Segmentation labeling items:
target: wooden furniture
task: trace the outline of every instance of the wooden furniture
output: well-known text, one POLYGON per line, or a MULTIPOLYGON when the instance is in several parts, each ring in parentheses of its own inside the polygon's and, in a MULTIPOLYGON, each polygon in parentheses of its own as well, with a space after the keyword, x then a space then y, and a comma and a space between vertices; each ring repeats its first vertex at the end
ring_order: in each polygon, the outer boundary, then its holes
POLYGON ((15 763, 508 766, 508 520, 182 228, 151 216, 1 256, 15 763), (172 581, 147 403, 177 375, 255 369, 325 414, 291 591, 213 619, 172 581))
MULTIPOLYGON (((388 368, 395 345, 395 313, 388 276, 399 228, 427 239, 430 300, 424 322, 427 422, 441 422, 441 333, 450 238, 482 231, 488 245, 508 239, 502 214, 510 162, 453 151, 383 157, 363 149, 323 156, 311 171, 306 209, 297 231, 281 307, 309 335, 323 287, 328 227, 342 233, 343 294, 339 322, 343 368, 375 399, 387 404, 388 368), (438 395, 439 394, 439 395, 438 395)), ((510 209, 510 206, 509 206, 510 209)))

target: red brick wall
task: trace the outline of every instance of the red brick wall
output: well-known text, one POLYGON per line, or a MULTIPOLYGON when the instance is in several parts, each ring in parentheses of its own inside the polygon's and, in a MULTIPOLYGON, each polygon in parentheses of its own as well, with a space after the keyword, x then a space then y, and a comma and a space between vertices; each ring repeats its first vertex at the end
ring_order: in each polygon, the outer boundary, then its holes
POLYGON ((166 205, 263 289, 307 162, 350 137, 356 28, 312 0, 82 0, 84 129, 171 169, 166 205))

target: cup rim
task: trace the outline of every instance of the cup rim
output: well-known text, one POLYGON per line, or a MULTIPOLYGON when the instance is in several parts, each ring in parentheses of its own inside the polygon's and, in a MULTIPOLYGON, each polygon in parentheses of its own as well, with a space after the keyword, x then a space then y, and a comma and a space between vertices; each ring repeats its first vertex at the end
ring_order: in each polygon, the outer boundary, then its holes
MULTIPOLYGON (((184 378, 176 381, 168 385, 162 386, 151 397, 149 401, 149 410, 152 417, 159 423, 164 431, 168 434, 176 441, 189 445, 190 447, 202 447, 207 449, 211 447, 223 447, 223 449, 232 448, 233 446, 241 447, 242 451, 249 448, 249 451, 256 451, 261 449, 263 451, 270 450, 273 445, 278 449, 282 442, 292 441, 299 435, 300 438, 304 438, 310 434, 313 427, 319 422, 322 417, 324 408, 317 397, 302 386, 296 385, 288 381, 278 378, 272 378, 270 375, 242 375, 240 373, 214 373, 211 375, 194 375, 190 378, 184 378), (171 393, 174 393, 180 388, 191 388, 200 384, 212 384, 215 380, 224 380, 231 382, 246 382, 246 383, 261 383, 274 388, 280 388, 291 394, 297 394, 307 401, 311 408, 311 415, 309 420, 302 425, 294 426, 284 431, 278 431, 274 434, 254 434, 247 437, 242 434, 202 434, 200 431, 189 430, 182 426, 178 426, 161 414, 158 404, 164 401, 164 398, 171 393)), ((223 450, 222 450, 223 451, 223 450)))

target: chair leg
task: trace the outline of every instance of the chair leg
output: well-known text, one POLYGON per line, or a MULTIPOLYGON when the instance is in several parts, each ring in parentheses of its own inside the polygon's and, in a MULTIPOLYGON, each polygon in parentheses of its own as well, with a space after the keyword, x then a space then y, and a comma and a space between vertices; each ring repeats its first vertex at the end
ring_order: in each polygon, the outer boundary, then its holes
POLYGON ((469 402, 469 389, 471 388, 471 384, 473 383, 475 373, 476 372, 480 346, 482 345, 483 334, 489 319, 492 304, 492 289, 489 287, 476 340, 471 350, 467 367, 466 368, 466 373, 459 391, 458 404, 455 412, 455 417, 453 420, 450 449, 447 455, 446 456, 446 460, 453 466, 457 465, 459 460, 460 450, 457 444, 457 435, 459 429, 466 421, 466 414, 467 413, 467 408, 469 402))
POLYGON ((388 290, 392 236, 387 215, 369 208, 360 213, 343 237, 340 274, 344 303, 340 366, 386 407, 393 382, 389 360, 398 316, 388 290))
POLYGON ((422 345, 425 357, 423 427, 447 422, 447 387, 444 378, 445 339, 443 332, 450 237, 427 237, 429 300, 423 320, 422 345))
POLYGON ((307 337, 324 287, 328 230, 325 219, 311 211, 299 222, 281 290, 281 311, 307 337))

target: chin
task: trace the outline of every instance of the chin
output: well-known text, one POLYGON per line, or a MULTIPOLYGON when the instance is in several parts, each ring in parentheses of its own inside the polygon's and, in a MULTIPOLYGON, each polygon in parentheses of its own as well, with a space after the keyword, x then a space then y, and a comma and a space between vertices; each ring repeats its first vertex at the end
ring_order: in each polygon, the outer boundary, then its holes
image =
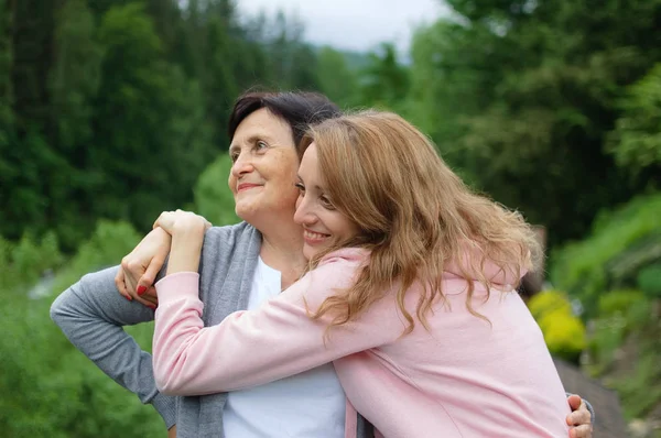
POLYGON ((305 244, 305 245, 303 247, 303 256, 304 256, 306 260, 311 260, 311 259, 312 259, 312 258, 314 258, 314 256, 315 256, 315 254, 317 254, 317 253, 318 253, 318 251, 317 251, 317 250, 315 250, 314 248, 310 248, 307 244, 305 244))

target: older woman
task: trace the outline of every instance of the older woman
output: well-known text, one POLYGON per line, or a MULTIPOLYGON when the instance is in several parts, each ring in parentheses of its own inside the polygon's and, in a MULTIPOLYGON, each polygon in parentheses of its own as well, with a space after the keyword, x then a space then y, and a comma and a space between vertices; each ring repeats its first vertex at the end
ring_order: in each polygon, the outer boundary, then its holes
MULTIPOLYGON (((229 186, 243 222, 206 232, 199 267, 206 326, 219 324, 232 311, 259 307, 304 272, 303 237, 292 219, 297 146, 307 123, 338 113, 327 99, 311 94, 249 94, 237 101, 229 122, 234 160, 229 186)), ((124 265, 140 274, 159 262, 152 249, 166 245, 169 237, 156 229, 124 265)), ((343 437, 349 426, 358 436, 370 436, 361 417, 345 416, 344 392, 328 364, 247 391, 176 399, 160 394, 151 357, 122 329, 152 320, 153 310, 137 303, 147 303, 147 294, 139 297, 130 288, 126 296, 138 298, 132 300, 118 294, 118 272, 112 267, 84 276, 55 300, 52 317, 97 366, 151 403, 169 428, 176 424, 177 436, 343 437)), ((574 415, 581 418, 585 413, 574 415)), ((589 426, 589 416, 581 423, 589 426)))

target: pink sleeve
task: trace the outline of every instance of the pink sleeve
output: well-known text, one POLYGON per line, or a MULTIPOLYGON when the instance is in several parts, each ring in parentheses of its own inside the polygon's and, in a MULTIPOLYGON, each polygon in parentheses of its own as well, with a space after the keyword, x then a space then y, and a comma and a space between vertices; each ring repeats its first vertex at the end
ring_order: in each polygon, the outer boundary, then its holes
POLYGON ((313 320, 307 316, 305 302, 311 309, 318 308, 335 288, 350 284, 355 270, 353 263, 329 262, 259 309, 236 311, 213 327, 204 327, 201 319, 198 274, 167 275, 156 284, 156 386, 167 395, 235 391, 394 341, 404 326, 388 299, 377 303, 359 320, 333 329, 326 342, 329 318, 313 320))

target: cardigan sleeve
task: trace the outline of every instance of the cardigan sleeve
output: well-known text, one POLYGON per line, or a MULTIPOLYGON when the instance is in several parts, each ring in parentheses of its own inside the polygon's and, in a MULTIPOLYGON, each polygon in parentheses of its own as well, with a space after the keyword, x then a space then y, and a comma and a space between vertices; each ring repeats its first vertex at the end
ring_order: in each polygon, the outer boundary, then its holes
POLYGON ((142 403, 152 404, 170 428, 176 421, 175 398, 158 391, 151 355, 122 328, 153 320, 154 314, 119 294, 117 270, 85 275, 55 299, 51 318, 101 371, 142 403))

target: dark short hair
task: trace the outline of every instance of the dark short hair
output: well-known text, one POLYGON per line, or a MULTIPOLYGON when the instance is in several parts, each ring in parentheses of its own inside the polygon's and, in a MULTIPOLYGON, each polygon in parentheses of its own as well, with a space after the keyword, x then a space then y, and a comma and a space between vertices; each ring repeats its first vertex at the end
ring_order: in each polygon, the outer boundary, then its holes
POLYGON ((267 108, 271 113, 284 120, 292 129, 294 145, 299 156, 303 155, 304 146, 301 140, 310 124, 342 116, 339 107, 319 92, 286 91, 286 92, 246 92, 237 99, 227 134, 231 139, 239 124, 252 112, 267 108))

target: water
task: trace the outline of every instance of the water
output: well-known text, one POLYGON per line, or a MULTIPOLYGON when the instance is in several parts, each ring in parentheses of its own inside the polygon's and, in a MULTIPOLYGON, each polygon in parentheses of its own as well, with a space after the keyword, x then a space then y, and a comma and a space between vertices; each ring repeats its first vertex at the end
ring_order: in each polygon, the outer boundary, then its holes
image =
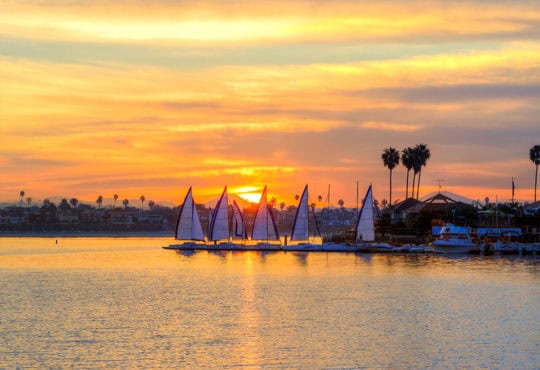
POLYGON ((540 264, 0 238, 0 368, 538 368, 540 264))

= WRITTEN INSTRUCTION =
Copy out the lines of the records word for word, beginning at the line containing "target: dark short hair" and ending after the line containing "task: trace the outline of every instance of the dark".

= RESULT =
target: dark short hair
task: trace the outline of every instance of the dark short hair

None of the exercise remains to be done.